Aim of the task:
Give every line of the records below as a numbered list, skipping any blank lines and leaving the pictures out.

Input rows:
* * *

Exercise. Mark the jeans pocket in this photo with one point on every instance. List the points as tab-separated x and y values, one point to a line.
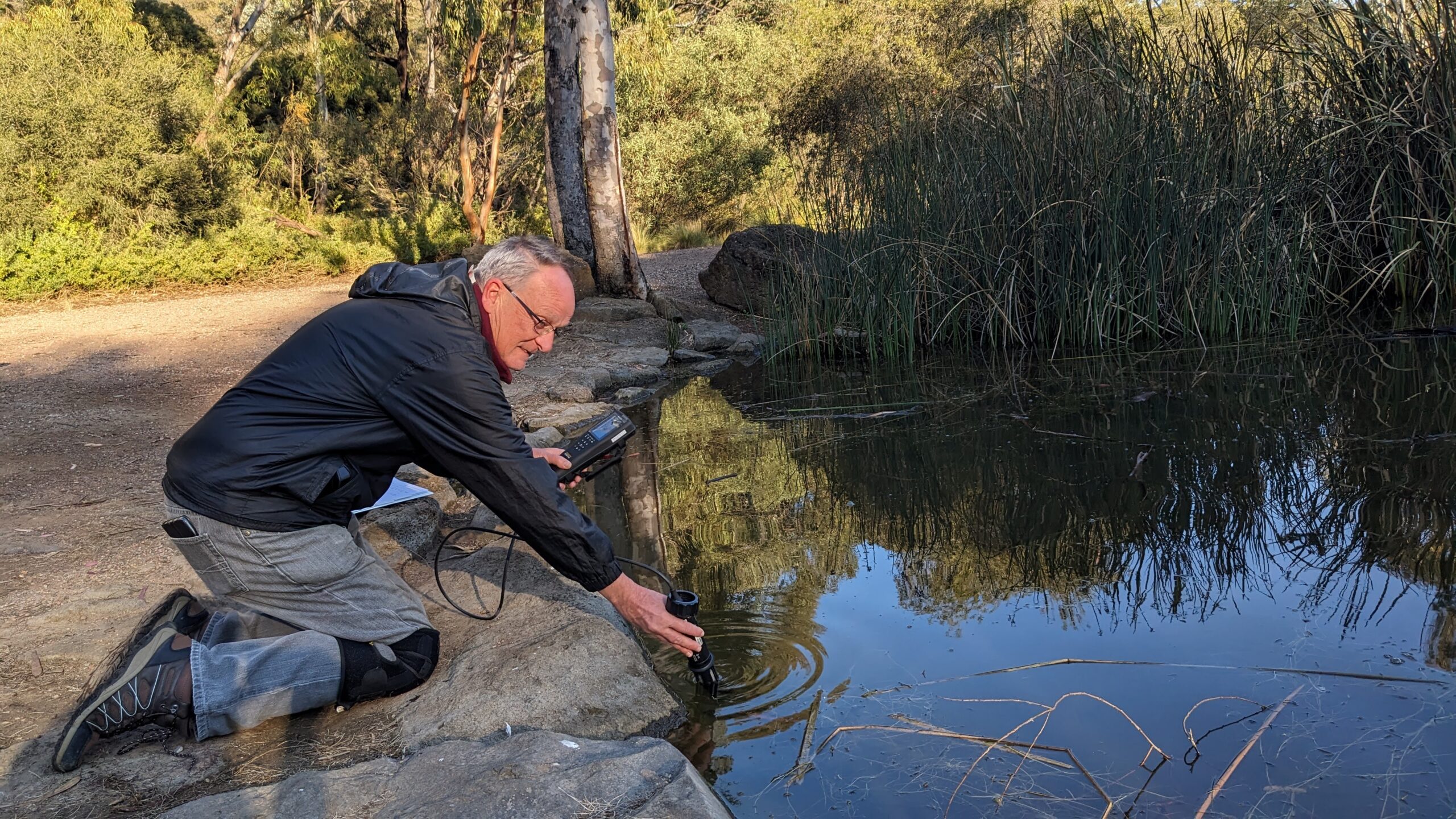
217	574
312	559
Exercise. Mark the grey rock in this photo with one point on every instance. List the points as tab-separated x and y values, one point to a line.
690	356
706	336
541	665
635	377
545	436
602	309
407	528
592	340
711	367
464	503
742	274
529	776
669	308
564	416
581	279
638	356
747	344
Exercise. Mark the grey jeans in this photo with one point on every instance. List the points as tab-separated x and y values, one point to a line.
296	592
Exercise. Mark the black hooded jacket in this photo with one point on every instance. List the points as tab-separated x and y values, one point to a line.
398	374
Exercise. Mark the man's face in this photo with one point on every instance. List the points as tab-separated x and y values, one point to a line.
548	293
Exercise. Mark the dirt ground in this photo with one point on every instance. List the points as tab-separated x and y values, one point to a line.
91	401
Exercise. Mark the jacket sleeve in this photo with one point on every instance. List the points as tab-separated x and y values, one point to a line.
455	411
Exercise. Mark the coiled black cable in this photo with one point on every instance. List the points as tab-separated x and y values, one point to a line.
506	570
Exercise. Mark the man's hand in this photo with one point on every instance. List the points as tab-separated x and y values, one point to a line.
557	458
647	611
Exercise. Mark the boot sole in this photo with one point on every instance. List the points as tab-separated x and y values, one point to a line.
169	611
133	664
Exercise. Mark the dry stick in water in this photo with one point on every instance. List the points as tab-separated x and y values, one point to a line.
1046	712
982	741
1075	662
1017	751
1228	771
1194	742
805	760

* * *

Expected output:
1. Exercise. Mark the jeans pocket in this photo with one point on every instance. List the points as tab-separated x and y values, one point to a line.
2. 217	574
3. 312	559
4. Exercise. Mark the grey rock in this photo with one point on every instance. List the points as tab-separated x and y values, one point to a line.
5. 690	356
6. 706	336
7. 541	665
8. 635	377
9. 545	436
10. 602	309
11. 407	528
12. 592	340
13. 711	367
14. 464	503
15. 742	274
16. 529	776
17. 669	308
18. 564	416
19. 581	279
20. 638	356
21. 747	344
22. Exercise. Mark the grey jeans in this photo with one point on every instance. List the points as tab-separated x and y values, one point to a line.
23. 296	592
24. Exercise. Mark the black hooded jacket in this photo with one point on every instance. List the points as tab-separated x and y values, one point to a line.
25. 398	374
26. Exercise. Mark the man's face in this photo with one point on every instance. List the points as tab-separated x and y values, one point to a line.
27. 548	293
28. Exercise. Mark the dirt ground in this photo with one point on every instance. List the points as tab-separated x and y values, one point to a line.
29. 91	401
30. Exercise. Mark the jacket sleeve in this photo with one point on every instance. List the points as tab-separated x and y values, one point to a line.
31. 455	411
32. Exercise. Mark the coiled black cable in this photo with one point on every instance. List the points as tab-separated x and y values, one point to a line.
33. 506	570
34. Exercise. Mark the man's hand in this photo with one point on every instance. List the points as tab-separated x and y values, one point to a line.
35. 557	458
36. 647	611
37. Exercise. Mark the boot sole in this photo with one point on every instance. List the points as tab-separated x and y values, one point to a line.
38. 169	611
39. 133	664
40. Exercise. Mark the dry stick in water in this photo with one point on every instance. List the points as tab-separated x and y values, one point to a line.
41. 1046	712
42. 982	741
43. 1075	662
44. 1017	751
45. 1228	771
46. 1194	742
47. 805	760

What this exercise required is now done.